Problem - Summarize the letter below on health warnings for school-issued devices in two sentences.

Quoted passage -
◆ ◆ ◆
A simple amendment to several of the bills they have sponsored or promoted could correct this: any device or connection funded by their legislation must be provided with the health and safety warnings published by the device makers themselves. That little pamphlet that provides fundamental consumer protection information must be distributed to the students and families who have been issued a device by any school system using federal funds.
My letter to Senator Chris Van Hollen:
Below please find my concerns regarding the SUCCESS Act and Emergency Connectivity Fund that the senator is co-sponsoring with Senator Ed Markey and others.
While
very well-intentioned, this effort currently ignores decades-long
medical evidence that the daily use of digital devices poses myriad
health risks with even worse outcomes for vulnerable, growing children.
OSHA regulated computer use for adults in 1997. The
CAMRA Act was originally introduced in 2007 -
14 years ago - by Joe Lieberman. The health impacts from daily tech
use have been a concern for decades.
But today, children are suffering from known hazards, without a single protection from a federal government that consistently funds ever more technology in schools. Although social media and recreational use of screens are cautioned against, somehow the schools' demand for digital device use keeps getting a pass. That's like saying seat belts are required - unless you're driving to school.
I am writing to ask that Senator Van Hollen introduce an amendment to both the SUCCESS Act and the ECF requiring that federal funding for educational technology comes with mandated student health and safety warnings as part of the package. Any school district or state educational entity using these funds should be required to provide to students and their families - at minimum - the health and safety warnings published by the device makers themselves.
If Senator Van Hollen buys a laptop, explicit health and safety warnings are provided in the packaging. But when a student gets a school-issued laptop, that fundamental documentation is withheld. That growing child is required to use a hazardous tool that OSHA regulated for adults decades ago, without any health or safety warnings at all. This is as much a consumer safety issue for students as it is anything else.
◆ ◆ ◆
Data excerpts -
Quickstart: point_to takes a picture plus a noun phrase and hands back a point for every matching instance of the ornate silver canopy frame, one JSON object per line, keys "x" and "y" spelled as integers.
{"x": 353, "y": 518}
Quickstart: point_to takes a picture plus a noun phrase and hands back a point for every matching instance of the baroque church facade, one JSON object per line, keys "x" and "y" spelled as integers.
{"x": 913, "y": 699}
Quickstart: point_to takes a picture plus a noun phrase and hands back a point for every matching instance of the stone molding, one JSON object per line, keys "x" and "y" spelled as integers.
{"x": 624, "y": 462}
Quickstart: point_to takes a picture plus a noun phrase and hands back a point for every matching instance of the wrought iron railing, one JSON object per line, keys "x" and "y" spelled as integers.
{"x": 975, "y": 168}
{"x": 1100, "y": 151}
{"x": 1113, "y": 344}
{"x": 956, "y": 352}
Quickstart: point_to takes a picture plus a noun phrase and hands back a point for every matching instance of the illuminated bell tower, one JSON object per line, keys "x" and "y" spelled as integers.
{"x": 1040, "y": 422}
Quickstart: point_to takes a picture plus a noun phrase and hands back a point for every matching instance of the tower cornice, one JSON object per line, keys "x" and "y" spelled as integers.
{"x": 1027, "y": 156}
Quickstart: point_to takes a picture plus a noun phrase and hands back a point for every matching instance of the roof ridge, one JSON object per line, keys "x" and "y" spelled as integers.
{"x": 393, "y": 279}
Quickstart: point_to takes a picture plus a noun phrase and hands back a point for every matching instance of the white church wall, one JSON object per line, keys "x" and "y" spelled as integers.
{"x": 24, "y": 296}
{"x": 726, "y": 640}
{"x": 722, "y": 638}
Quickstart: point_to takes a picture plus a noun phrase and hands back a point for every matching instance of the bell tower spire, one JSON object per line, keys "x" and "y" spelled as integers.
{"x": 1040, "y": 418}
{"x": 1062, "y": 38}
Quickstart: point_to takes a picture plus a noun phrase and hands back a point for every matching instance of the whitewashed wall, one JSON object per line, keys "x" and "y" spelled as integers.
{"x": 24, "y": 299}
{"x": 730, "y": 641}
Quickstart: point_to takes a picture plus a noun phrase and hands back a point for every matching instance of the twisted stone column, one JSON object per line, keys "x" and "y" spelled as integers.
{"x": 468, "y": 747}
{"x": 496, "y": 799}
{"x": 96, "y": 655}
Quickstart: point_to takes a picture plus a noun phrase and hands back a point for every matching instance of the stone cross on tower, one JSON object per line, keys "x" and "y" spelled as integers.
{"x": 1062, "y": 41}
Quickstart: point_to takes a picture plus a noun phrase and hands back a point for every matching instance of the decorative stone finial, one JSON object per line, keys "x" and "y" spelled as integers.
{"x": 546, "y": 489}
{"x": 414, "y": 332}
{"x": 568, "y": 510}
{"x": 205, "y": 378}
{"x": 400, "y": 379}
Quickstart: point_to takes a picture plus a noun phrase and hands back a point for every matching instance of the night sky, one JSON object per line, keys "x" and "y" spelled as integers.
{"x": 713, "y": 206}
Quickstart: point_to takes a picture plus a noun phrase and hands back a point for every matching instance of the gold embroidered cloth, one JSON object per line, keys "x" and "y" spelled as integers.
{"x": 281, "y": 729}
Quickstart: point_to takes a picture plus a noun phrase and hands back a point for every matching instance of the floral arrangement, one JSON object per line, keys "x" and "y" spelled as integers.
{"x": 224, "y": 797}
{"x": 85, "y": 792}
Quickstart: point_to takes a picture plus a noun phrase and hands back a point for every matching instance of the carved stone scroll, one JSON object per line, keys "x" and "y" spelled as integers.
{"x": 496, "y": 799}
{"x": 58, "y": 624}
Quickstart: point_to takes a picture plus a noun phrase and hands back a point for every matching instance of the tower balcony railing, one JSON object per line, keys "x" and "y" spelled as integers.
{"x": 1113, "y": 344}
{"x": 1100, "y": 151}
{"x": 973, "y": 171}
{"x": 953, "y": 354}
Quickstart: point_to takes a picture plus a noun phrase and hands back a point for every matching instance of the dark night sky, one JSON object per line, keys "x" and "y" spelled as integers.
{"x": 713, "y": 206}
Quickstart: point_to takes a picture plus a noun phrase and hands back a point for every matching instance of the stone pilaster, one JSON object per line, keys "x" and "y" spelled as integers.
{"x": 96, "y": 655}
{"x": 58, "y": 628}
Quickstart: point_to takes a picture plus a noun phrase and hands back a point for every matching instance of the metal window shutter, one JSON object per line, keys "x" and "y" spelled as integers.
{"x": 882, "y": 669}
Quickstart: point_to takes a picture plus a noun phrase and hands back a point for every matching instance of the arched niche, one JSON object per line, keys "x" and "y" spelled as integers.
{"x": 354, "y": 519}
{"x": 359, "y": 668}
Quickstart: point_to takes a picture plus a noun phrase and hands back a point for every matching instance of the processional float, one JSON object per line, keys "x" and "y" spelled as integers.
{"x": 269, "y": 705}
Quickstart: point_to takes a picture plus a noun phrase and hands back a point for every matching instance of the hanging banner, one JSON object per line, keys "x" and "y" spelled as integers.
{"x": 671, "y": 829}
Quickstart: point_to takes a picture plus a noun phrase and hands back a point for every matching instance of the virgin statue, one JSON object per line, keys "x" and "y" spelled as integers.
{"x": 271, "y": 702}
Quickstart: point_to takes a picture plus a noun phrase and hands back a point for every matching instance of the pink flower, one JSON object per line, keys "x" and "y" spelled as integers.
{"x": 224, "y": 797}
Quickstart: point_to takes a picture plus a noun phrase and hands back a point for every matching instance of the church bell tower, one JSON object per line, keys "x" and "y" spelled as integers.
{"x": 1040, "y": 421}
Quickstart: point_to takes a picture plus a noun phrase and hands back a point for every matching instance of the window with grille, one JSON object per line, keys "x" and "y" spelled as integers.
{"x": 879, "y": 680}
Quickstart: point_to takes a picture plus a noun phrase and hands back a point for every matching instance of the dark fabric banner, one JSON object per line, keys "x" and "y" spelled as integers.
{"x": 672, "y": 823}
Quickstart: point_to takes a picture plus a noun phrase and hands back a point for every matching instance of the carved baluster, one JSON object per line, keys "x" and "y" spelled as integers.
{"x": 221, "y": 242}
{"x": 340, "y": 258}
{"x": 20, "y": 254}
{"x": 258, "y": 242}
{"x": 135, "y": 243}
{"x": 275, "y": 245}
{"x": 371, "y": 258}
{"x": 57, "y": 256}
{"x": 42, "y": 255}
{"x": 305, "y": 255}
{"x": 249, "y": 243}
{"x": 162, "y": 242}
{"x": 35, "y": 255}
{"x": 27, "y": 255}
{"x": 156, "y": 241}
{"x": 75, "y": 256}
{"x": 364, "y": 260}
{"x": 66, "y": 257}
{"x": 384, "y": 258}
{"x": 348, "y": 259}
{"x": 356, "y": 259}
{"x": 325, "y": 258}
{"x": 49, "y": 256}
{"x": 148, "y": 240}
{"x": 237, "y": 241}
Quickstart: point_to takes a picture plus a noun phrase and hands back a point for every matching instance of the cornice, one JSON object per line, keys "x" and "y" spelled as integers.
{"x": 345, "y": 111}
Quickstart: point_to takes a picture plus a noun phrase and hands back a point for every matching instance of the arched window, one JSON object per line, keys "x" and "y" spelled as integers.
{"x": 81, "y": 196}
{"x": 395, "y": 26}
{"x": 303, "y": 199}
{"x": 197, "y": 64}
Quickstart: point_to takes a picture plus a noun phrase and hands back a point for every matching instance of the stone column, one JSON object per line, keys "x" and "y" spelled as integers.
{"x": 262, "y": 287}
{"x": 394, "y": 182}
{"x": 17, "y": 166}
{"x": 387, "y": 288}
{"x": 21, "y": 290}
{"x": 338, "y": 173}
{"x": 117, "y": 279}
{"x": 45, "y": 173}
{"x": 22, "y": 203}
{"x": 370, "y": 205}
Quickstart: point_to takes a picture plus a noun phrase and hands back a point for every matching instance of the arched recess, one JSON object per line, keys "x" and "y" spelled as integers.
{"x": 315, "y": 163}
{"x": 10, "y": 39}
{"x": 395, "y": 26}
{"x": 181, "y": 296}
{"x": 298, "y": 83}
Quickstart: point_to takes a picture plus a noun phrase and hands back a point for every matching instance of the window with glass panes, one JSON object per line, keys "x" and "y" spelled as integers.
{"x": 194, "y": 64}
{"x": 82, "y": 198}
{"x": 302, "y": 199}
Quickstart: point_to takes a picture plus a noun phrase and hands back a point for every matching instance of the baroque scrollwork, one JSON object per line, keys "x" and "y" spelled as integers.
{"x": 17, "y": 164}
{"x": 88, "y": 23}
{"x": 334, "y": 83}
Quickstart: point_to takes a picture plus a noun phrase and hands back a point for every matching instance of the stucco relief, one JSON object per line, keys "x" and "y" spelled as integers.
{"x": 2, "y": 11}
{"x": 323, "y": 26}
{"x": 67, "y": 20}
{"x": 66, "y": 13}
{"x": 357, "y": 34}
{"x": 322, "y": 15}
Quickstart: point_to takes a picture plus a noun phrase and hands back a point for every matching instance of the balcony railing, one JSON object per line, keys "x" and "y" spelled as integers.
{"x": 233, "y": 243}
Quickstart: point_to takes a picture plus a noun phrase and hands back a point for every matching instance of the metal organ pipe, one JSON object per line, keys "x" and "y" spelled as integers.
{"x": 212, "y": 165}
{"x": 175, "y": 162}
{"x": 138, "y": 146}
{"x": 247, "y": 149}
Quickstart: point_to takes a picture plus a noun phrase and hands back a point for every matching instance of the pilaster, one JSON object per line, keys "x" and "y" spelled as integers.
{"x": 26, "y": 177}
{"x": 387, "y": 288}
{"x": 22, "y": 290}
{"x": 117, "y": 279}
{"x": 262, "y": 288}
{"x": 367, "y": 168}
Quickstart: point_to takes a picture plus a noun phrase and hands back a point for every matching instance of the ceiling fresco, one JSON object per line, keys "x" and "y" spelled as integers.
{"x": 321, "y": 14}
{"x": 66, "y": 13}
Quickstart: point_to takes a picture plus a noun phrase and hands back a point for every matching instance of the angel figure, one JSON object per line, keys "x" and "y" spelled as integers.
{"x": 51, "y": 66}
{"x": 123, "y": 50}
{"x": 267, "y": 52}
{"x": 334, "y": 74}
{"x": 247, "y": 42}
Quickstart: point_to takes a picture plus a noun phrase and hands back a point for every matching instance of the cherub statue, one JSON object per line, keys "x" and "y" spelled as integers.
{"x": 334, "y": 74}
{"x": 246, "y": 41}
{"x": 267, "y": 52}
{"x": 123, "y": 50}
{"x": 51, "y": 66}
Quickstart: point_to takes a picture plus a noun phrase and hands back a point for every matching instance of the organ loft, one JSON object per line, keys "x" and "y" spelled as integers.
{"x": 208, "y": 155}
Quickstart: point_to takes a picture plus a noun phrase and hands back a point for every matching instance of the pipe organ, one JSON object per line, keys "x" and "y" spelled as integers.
◆ ◆ ◆
Solution to this task - The writer asks Senator Chris Van Hollen to amend the SUCCESS Act and the Emergency Connectivity Fund so that federal funding for educational technology comes with mandated student health and safety warnings, at minimum those published by the device makers. The letter argues that these efforts ignore decades of medical evidence on the health risks of daily device use, noting that OSHA regulated adult computer use in 1997 and that a purchased laptop includes warnings while a school-issued one reaches students without any.